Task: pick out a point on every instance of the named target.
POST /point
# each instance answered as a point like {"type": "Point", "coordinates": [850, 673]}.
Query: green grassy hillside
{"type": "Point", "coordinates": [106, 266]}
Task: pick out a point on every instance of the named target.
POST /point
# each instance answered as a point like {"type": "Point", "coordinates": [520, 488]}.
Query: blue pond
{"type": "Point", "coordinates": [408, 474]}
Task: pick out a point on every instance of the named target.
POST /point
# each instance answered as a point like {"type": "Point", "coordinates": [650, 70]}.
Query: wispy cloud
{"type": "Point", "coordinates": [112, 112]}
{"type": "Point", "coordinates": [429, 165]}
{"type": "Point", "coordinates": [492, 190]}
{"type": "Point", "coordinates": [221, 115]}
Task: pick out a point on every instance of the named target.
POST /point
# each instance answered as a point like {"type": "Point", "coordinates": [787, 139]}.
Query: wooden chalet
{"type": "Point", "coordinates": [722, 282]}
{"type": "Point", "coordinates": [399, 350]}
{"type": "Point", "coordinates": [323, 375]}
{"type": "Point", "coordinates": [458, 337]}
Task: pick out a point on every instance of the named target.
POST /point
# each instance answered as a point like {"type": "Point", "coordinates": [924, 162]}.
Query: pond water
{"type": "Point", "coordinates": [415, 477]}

◆ **CONSIGNE**:
Recopiez mot pour mot chaque ligne des enregistrements ci-dessus, sans rien y changer.

◆ **RÉPONSE**:
Task: pick out a point on every instance of the named target.
POST /point
# each instance answered as a point like {"type": "Point", "coordinates": [850, 673]}.
Query: green grassy hillside
{"type": "Point", "coordinates": [106, 266]}
Task: pick out a point on every instance of the named target.
POST /point
# each instance answered as a point like {"type": "Point", "coordinates": [520, 488]}.
Query: blue pond
{"type": "Point", "coordinates": [408, 474]}
Task: pick out a point on every instance of the named target.
POST /point
# each instance answered as a point like {"type": "Point", "coordinates": [650, 70]}.
Query: wispy cloud
{"type": "Point", "coordinates": [112, 112]}
{"type": "Point", "coordinates": [429, 165]}
{"type": "Point", "coordinates": [492, 190]}
{"type": "Point", "coordinates": [221, 115]}
Task: pick out a point on every instance of the named target.
POST /point
# each instance answered as a point like {"type": "Point", "coordinates": [787, 139]}.
Query: wooden chalet
{"type": "Point", "coordinates": [722, 282]}
{"type": "Point", "coordinates": [399, 350]}
{"type": "Point", "coordinates": [323, 375]}
{"type": "Point", "coordinates": [458, 337]}
Task: pick out a point on every instance of the named target.
POST /point
# each instance answered as a point like {"type": "Point", "coordinates": [924, 162]}.
Query: pond water
{"type": "Point", "coordinates": [415, 477]}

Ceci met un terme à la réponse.